## [Given exercise]
Pull out every line in the items below that contains the string "query". Case counts, so match uppercase and lowercase letters exactly.

## [Data supplied]

□ □ □ □ □ □ □

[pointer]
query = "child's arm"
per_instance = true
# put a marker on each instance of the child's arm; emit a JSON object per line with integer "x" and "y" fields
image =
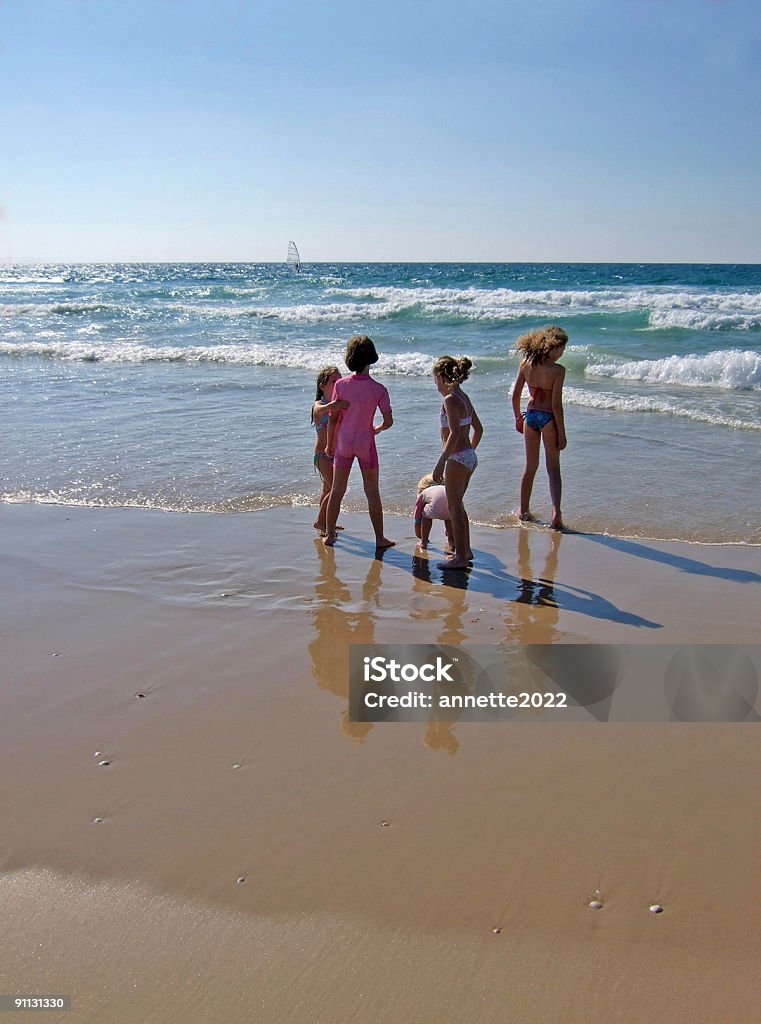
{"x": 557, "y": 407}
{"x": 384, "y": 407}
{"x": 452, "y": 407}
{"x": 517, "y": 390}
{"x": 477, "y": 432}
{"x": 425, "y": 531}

□ □ □ □ □ □ □

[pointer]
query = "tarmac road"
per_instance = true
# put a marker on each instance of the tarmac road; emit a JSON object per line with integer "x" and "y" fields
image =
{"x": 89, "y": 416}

□ □ □ □ □ □ □

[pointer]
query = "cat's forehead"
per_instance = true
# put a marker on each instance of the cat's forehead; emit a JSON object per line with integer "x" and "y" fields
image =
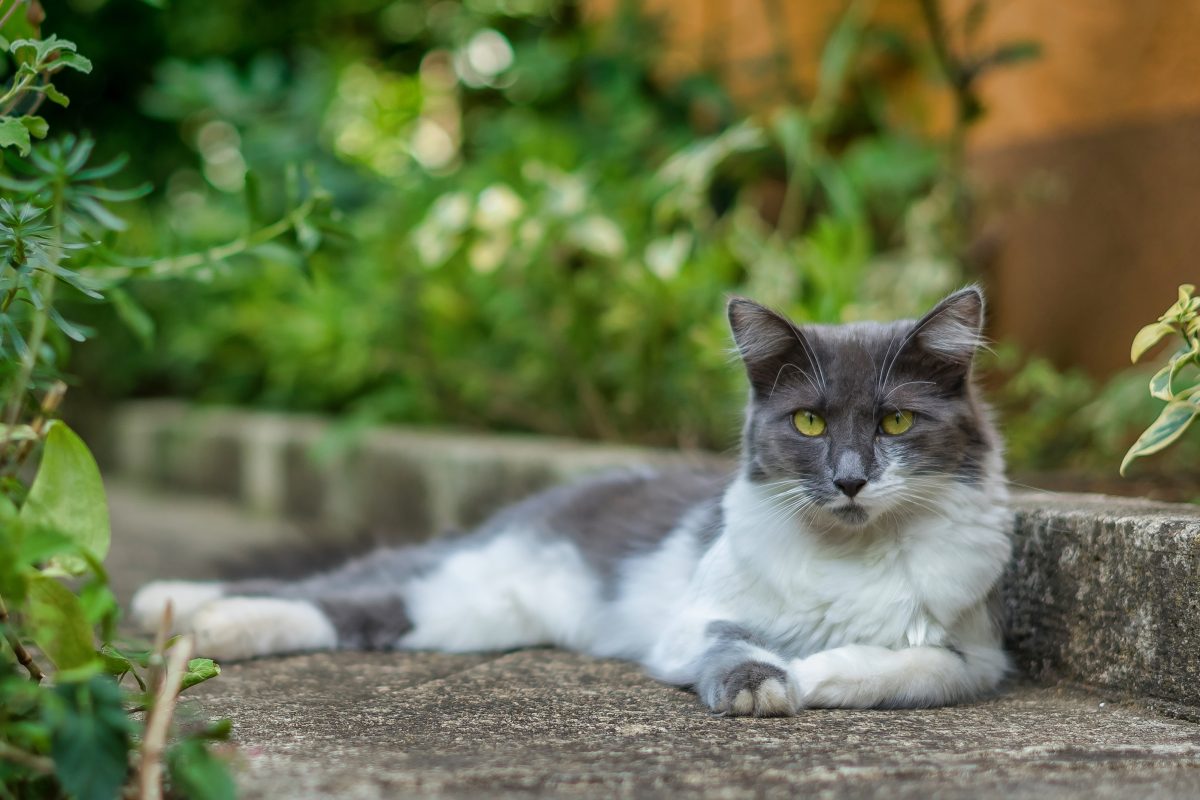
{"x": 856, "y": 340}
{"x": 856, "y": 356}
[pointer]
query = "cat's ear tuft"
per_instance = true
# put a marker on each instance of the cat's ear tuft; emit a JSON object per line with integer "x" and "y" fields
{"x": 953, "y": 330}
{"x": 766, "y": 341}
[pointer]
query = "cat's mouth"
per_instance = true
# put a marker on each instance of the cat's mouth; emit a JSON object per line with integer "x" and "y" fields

□ □ □ □ □ □ □

## [Solution for this task]
query = "child's arm"
query = "tarmac road"
query = "cat's forehead"
query = "cat's ear tuft"
query = "cat's mouth"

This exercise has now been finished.